─── Given records

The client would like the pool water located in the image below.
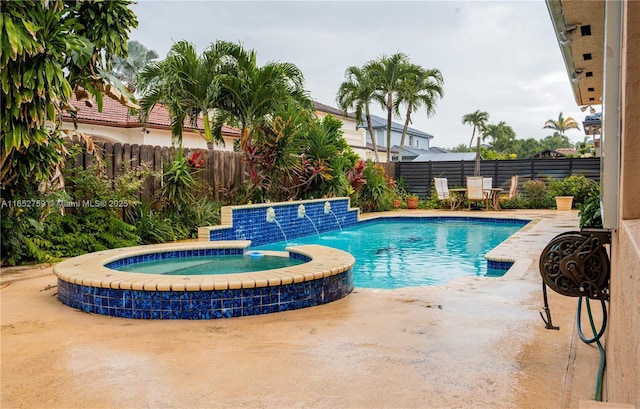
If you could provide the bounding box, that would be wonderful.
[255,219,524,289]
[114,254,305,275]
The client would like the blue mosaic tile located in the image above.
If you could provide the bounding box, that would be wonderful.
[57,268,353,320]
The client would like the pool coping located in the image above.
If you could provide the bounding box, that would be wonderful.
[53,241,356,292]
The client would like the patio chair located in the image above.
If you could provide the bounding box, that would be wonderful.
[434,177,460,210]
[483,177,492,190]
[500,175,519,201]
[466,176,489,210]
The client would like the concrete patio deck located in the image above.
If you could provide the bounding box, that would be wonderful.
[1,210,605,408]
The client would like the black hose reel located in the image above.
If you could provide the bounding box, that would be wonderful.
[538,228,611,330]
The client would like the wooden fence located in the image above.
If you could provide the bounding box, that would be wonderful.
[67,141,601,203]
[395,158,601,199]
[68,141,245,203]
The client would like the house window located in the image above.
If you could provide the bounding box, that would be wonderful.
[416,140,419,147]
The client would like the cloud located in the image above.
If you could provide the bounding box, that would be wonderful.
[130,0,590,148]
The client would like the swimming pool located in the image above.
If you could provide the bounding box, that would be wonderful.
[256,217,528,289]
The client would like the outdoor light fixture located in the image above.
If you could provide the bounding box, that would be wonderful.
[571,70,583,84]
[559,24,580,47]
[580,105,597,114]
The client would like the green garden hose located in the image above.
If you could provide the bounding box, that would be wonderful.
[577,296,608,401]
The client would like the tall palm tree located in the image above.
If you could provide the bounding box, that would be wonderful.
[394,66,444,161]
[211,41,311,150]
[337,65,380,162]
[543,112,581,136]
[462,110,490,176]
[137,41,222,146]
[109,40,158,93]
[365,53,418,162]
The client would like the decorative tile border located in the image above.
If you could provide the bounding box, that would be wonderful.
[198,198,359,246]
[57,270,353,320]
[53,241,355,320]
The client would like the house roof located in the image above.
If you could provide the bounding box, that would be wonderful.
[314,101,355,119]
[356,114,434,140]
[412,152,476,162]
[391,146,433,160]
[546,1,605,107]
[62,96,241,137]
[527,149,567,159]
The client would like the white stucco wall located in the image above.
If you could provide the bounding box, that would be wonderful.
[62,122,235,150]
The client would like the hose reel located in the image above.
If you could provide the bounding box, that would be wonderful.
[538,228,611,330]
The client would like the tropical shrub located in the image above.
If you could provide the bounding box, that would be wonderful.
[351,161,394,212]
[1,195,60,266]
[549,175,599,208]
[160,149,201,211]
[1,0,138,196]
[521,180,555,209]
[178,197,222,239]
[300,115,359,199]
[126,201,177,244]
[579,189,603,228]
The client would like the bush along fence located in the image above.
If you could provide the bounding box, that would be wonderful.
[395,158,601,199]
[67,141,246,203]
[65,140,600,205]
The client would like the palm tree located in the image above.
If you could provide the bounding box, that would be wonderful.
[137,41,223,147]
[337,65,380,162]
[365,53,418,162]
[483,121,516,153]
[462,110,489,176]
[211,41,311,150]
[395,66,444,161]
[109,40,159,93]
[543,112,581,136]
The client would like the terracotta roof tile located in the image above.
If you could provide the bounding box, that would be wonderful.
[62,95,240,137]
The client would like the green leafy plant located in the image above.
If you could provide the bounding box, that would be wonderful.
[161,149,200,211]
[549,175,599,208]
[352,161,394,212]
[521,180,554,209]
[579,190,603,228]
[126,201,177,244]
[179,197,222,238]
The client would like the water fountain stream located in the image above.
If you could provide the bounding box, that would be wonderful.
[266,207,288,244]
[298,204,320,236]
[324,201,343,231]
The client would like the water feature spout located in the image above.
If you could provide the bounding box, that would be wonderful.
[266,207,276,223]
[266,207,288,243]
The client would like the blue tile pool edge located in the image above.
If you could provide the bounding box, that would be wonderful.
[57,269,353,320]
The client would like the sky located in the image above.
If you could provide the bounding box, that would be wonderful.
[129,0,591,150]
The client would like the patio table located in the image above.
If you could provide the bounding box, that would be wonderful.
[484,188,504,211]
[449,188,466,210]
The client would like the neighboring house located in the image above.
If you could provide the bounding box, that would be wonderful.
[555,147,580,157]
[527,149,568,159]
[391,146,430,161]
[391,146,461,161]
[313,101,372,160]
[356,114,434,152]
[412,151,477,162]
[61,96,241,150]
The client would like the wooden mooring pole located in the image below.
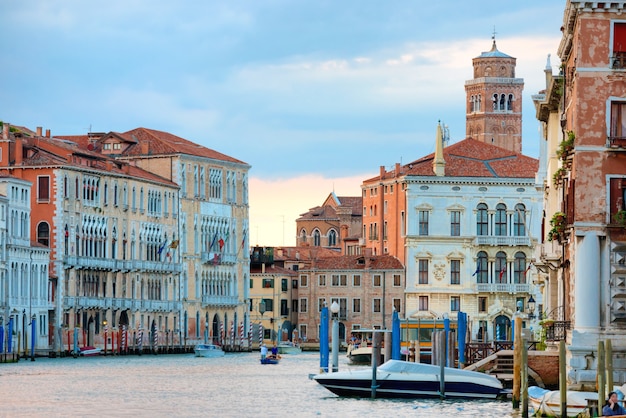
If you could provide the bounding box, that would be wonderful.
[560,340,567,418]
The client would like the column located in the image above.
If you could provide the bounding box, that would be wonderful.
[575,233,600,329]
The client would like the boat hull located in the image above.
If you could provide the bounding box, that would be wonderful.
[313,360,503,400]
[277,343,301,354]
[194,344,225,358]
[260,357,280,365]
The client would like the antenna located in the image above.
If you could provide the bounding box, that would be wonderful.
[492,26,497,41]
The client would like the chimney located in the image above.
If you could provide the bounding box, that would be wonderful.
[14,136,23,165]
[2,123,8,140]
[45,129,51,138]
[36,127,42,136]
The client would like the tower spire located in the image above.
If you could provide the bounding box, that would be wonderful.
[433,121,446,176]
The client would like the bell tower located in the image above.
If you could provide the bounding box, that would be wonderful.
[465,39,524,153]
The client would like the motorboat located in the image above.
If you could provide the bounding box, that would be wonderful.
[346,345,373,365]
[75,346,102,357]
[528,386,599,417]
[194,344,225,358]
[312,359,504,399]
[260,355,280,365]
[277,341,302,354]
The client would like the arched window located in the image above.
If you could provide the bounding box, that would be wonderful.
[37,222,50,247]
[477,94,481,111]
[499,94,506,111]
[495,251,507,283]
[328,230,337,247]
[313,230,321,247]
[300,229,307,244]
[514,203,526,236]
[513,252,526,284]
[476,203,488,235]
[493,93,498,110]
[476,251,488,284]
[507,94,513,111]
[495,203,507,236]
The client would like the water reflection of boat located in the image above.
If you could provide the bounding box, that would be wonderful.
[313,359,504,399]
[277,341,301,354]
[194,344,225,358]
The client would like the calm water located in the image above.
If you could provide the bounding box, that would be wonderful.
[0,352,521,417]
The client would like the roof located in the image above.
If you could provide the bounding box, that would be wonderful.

──────

**Work item:**
An answer consisting of the number alone is required: how many lines in the entries hold the string "below"?

**Solved problem:**
2